**Challenge:** Revise the listing below so that every occurrence of "point localization" becomes "point marking", leaving everything else untouched.

[Coordinate annotation entries]
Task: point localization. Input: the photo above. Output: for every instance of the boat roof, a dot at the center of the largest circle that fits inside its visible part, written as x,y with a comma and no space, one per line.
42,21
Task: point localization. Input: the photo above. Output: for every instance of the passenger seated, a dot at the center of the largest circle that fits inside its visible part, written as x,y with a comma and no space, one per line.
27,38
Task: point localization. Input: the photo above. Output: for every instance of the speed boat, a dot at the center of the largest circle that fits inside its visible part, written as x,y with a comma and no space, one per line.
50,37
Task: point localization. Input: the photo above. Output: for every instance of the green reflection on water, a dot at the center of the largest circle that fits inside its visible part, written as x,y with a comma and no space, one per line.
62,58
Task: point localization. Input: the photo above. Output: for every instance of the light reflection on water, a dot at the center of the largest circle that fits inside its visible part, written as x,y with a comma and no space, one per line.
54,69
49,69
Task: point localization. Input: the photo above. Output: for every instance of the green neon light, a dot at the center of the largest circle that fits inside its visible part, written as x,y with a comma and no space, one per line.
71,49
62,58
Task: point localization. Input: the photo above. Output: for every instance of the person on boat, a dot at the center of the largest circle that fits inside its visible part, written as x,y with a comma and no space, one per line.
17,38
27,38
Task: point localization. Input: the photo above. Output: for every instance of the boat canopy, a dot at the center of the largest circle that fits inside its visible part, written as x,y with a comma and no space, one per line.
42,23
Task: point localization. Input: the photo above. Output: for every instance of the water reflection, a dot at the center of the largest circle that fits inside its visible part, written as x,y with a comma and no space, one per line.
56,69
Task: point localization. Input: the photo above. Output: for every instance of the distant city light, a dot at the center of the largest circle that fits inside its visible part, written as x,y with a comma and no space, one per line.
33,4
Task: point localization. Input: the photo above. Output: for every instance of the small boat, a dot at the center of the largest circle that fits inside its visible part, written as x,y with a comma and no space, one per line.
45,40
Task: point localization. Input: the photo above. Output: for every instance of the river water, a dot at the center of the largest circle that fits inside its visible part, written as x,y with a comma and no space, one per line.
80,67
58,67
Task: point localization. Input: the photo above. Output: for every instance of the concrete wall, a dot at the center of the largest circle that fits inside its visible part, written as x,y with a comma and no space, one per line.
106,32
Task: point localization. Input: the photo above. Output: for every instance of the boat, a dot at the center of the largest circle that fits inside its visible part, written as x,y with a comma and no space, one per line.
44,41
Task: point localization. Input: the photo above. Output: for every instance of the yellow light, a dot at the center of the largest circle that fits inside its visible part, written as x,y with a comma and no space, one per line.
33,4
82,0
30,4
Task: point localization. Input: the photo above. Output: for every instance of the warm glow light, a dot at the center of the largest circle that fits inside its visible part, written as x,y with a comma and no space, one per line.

**Solution to the problem:**
Task: point marking. Input: the photo above. Output: for every instance of the boat roof, a dot at the center of the largest circle that fits inside its visible part, written as x,y with a comma and no space, one per line.
42,21
Task: point marking. Input: the photo above. Output: for every instance of the passenger seated, a dot at the center of the largest circle that fits inside its visible part, written as x,y with a comma and no space, one per line.
27,38
Task: point marking. Input: the photo above. Output: for every instance of the speed boat, a dot at the center of the largest circle that fits inside its visible part, written as x,y with a comma and no space, one per line.
50,37
Task: point marking. Input: the photo above. Output: for every instance of the green reflection on water, a dot at the center of the largest circle that fits inside its visible part, written as x,y with a comma and no space, one per line.
62,58
Task: point marking. Input: the photo above. Output: for every instance of the light reflection on water, a dot at the center of the largest circle that fits inside its visible part, written as x,y with a comma and no space, one per line.
54,69
49,69
Task: point marking. Input: the photo above. Output: for every instance of the green neon light, a dot at the center of the largest circle that fits inside its visible part, written as x,y with a comma and no space, one per line.
71,49
62,58
Task: point marking. Input: the photo above. Output: for every instance of the person on boat, a dot at the center of the largest circle that fits inside its visible part, written as x,y with a comma and no space, one per line.
17,38
27,38
Task: point marking. Input: the photo above. Output: for every instance of the boat canopy, a dot at the center of the largest circle that fits inside its visible part, written as x,y with a comma and no space, one per line.
42,23
Task: point marking. Input: the photo above. Output: for every instance of the water reflection, a dot at the center of the largest circle that fits inside its visible part, written as x,y with a comma and no space, one per line.
56,69
Task: point marking. Input: the photo above. Output: for every instance of the distant city light, a dot at the center of the largest circle that fits inside its visible part, written as x,y with a comma and no space, one per line.
33,4
Task: point marking. Input: the photo above. Output: for every instance of the small boat, a dot at the center of the largest circle that fits inside its visible part, written as x,y with a comma and no space, one per line.
45,40
Task: point marking. Input: the photo above. Output: for every instance of the river water, a dot at the center of the largest circle that fits inside its visible part, written as x,y with a comma and no space, one per line.
80,67
58,67
Task: point marking. Input: the photo above. Output: for every instance of the concrete wall, a dot at the center of the largest circle that fits inside its visible part, written as x,y with a comma and no space, one per line.
106,32
Task: point marking. Input: the photo above. Output: for every instance of the boat, a dot at the center of the largest circle that fits inside its visible part, written as x,y with a comma and no space, one per line.
44,41
Task: point marking. Input: the photo above. Output: for every instance of the yellow light, a dot at the center of the largest circle that fits inside its visible part, written as x,y with a comma and no space, one per line.
33,4
82,0
30,4
Task: point marking. Input: the photo above. Output: for every instance of the warm glow light, a dot at the center of the largest circle that fits inside its visible part, written as x,y with a comma and no space, one per line.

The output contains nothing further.